ROBERTO MARES: LIBERE GEOGRAFIE CONDIVISE



Un caleidoscopio di sonorità si fonde con eleganza in una sinfonia plurima ed inclusiva, convergendo verso un unico orizzonte che tramuta l’idea del singolo in respiro corale. Nasce dal silenzio assordante, dall’assolutezza di una stagione statica la nuova opera di Roberto Mares, ergendosi da un’idea primigenia per evolvere lentamente in visione cristallina. A comporla concorre un coagulo di suggestioni, istanze e lessici differenti uniti con naturalezza in un insieme coerente, guidato da una ricerca melodica raffinata a cui ciascun autore chiamato in causa dona un contributo indispensabile.
Spirito neoclassico, echi etnici e pattern sintetici di scuola nord-europea emergono da trame strumentali permeate da retaggi post-jazz e voci, canti senza frontiere, che facendo collimare geografie distanti, strutturano in modo delicatamente effimero forme canzoni in dissolvenza.
Ad unire tutto è l’allineamento di mente e cuore, metro imprescindibile per navigare in un vasto oceano di emozioni senza confine.

Peppe Trotta




LG: Coordinate stilistiche, umane e concettuali di Something's About To Happen.

RM: Sono sempre stato un ascoltatore estremamente trasversale e citare riferimenti mi risulta abbastanza difficile. Certo è che ci sono nomi a cui sono particolarmente legato, soprattutto per l’atteggiamento filosofico e spirituale nei confronti della composizione. Ryūichi Sakamoto e David Sylvian hanno avuto sicuramente una grande influenza nel mio modo di comporre: la loro libertà, il non sedersi dentro una casa comoda, è quello che mi ha affascinato del loro modo di lavorare. Sono comunque due compositori che si son sempre spinti più in là nei loro percorsi, possono piacere o meno, ma è innegabile il loro senso di libertà.

Dovessi stilare un elenco di artisti che ho ammirato ed ammiro rischierei una lista lunghissima e che va a pescare un po’ ovunque. Negli ultimi anni ho ascoltato Steve Jansen, Nils Frahm, Ólafur Arnalds, Alessandro Cortini, Julia Kent ma anche molti autori italiani. L’ultimo disco di Bono/Burattini mi è piaciuto molto. Inoltre, ho molto apprezzato i lavori di Shedir (che ho scoperto di recente), Dagger Moth, Fabio Capanni e Adriano Zanni.
 
Ma più che altro, quello che mi segna e attira la mia attenzione è l’atteggiamento di certi artisti nel mettersi sempre alla prova, sperimentando nuovi percorsi, andando a pescare in acque sconosciute, senza che questo sia fine a sé stesso, ma che contenga un pensiero, un’intuizione anche non ben definita. Il bilico è sempre affascinante e porta a scorgere sempre qualcosa di interessante.

 



LG: Il mondo di Roberto Mares prima e dopo SATH.

RM: Questo disco rappresenta per me una linea di demarcazione non tanto stilistica, ma più di accostamento al comporre e vivere la musica che faccio. Un progetto che è partito quasi in sordina durante il lockdown, quando - dopo un periodo in cui avevo smesso di suonare - ho ritrovato il gusto di mettermi al pianoforte ed allestire un piccolo studio casalingo, dedicandomi ad una serie di improvvisazioni che a mano a mano registravo e riascoltavo.

####################

## CONSEGNA 1
Ricopia dal brano su Roberto Mares il tratto che va da "Spirito neoclassico, echi" fino a "canzoni in dissolvenza.".
## CONSEGNA 2
Secondo il brano su Roberto Mares, quali due compositori hanno avuto una grande influenza sul suo modo di comporre?

####################

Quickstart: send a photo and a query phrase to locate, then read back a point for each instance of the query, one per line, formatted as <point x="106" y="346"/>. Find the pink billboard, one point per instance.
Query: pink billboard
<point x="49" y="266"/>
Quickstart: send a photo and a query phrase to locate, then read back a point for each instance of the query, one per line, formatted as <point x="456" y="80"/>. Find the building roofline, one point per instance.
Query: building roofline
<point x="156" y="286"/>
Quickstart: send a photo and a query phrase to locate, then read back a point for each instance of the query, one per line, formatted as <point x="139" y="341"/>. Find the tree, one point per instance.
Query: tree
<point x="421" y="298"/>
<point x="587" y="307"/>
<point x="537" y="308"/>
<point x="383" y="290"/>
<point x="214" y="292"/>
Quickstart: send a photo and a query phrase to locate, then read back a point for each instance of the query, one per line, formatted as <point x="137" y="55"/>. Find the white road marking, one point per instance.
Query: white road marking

####################

## RISULTATO 1
Spirito neoclassico, echi etnici e pattern sintetici di scuola nord-europea emergono da trame strumentali permeate da retaggi post-jazz e voci, canti senza frontiere, che facendo collimare geografie distanti, strutturano in modo delicatamente effimero forme canzoni in dissolvenza.

## RISULTATO 2
Ryūichi Sakamoto e David Sylvian.